— Start SUPPLIED TEXT —

You totaly misunderstand what I said. I mean that there are greater numbers
of people competeing from Africa, making the talent pool to pull from much
larger, hence much greater numbers of athletes capable of winning/medaling on
an international scale. In that respect, today is much more competitive than
yesteryear. Please note, I did not say there were NO Africans competeing
then, which you seem to have read into my post for no reason I can imagine,
but rather I said the recent emergence of Africans on a large scale! They
were definately not prevalent on a large scale way back then, as they most
definately are today. And yes, I did forget to mention the Aussies and New
Zealanders who where excellent back then as well. I'm sorry for
misrepresenting myself so. I beg your forgivness. Anyway, no need to argue
what I have said, because they are the facts, and they are undisputed.
Dan (out running balls-to-the-wall somewhere, 2000)
In a message dated Tue, 17 Oct 2000 11:21:26 AM Eastern Daylight Time,
"Mcewen, Brian T" <[EMAIL PROTECTED]> writes:
<< How bout this for an explanation as to why doubles in the 5 and 10 are
rare
nowadays. With the emergence of the Africans (not just Kenyans, but
Ethiopians and Morrocans, etc.) on a large scale, there are much greater
numbers of athletes at the very top of the sport. Therefore, to win both
events is more difficult because there are more quality athletes to go
around. Basically, the sport is now global, whereas in the 1950's through
the '70's and early '80's, it was mainly a European and American sport.

— End SUPPLIED TEXT —
— Start ENTRIES PROVIDED —

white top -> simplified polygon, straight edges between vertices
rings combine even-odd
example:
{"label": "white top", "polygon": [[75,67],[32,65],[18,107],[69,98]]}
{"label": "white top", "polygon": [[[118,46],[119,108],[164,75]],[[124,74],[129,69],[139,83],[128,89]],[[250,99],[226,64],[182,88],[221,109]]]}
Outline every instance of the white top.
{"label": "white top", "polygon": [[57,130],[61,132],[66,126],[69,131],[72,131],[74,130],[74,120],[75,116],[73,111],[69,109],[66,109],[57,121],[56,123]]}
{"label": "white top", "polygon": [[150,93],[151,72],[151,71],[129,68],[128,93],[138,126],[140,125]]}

— End ENTRIES PROVIDED —

--- DIRECTIONS ---
a: Rewrite the paragraph in the message on African distance runners that begins "How bout this for an explanation" as a short list, keeping its main facts.
b: Copy everything in the message on African distance runners from "Dan (out running" down to "and American sport.".
The records are separate material, apart from the message on African distance runners.

--- FULL SOLUTIONS ---
a:
- Doubles in the 5 and 10 are rare nowadays.
- Africans (Kenyans, Ethiopians, Moroccans and others) have emerged on a large scale, so many more athletes are at the very top of the sport.
- With more quality athletes, winning both events is harder.
- The sport is now global. From the 1950s through the '70s and early '80s, it was mainly a European and American sport.

b:
Dan (out running balls-to-the-wall somewhere, 2000)
In a message dated Tue, 17 Oct 2000 11:21:26 AM Eastern Daylight Time,
"Mcewen, Brian T" <[EMAIL PROTECTED]> writes:
<< How bout this for an explanation as to why doubles in the 5 and 10 are
rare
nowadays. With the emergence of the Africans (not just Kenyans, but
Ethiopians and Morrocans, etc.) on a large scale, there are much greater
numbers of athletes at the very top of the sport. Therefore, to win both
events is more difficult because there are more quality athletes to go
around. Basically, the sport is now global, whereas in the 1950's through
the '70's and early '80's, it was mainly a European and American sport.